**Problem details**. Your task is to copy every line of this material exactly.

**Listed entries**.
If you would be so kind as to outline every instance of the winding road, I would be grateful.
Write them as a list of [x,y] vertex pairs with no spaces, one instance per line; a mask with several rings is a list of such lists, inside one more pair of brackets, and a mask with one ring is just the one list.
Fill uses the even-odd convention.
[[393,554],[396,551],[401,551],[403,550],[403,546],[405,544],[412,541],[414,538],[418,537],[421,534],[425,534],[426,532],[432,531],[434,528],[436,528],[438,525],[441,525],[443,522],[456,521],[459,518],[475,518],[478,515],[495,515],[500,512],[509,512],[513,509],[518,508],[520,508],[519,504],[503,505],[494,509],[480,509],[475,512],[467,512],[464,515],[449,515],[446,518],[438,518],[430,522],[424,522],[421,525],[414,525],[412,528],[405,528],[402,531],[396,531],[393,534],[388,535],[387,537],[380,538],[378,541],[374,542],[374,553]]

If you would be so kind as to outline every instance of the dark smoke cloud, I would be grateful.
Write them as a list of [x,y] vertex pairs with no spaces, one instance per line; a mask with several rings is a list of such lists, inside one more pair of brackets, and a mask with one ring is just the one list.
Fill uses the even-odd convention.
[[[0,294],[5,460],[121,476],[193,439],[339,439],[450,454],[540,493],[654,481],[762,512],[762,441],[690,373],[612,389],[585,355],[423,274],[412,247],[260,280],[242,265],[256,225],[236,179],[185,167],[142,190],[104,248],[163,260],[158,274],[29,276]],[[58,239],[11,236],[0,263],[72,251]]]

**Reply**.
If you would be so kind as to outline every instance of the winding road, I would be grateful.
Write them as a list of [x,y] vertex pairs with no spaces, one instance per line; a mask with several rings is a list of such lists, inside one more pair of brackets, and a mask with one ring is just the one list.
Fill uses the even-odd convention.
[[393,554],[396,551],[401,551],[403,550],[403,546],[405,544],[412,541],[414,538],[418,537],[421,534],[425,534],[426,532],[432,531],[434,528],[436,528],[438,525],[441,525],[443,522],[456,521],[459,518],[475,518],[478,515],[495,515],[500,512],[509,512],[513,509],[518,508],[520,508],[519,504],[503,505],[494,509],[480,509],[475,512],[467,512],[464,515],[449,515],[446,518],[438,518],[430,522],[424,522],[421,525],[414,525],[412,528],[405,528],[402,531],[396,531],[393,534],[388,535],[387,537],[380,538],[378,541],[374,542],[374,553]]

If you would be so kind as to outline every instance of the dark smoke cloud, I would be grateful.
Write them as a list of [x,y] vertex pairs with no spaces, one instance per line; a mask with several rings is a list of such lists, inside one more pair of brackets, and a mask with one ring is just the one list.
Fill uses the even-odd convention.
[[[0,294],[5,460],[121,476],[193,439],[339,439],[450,454],[540,493],[654,481],[762,512],[762,441],[690,373],[612,389],[585,355],[423,274],[412,247],[260,280],[242,265],[256,225],[236,179],[185,167],[142,190],[104,248],[163,260],[158,274],[29,276]],[[58,239],[11,236],[0,263],[72,251]]]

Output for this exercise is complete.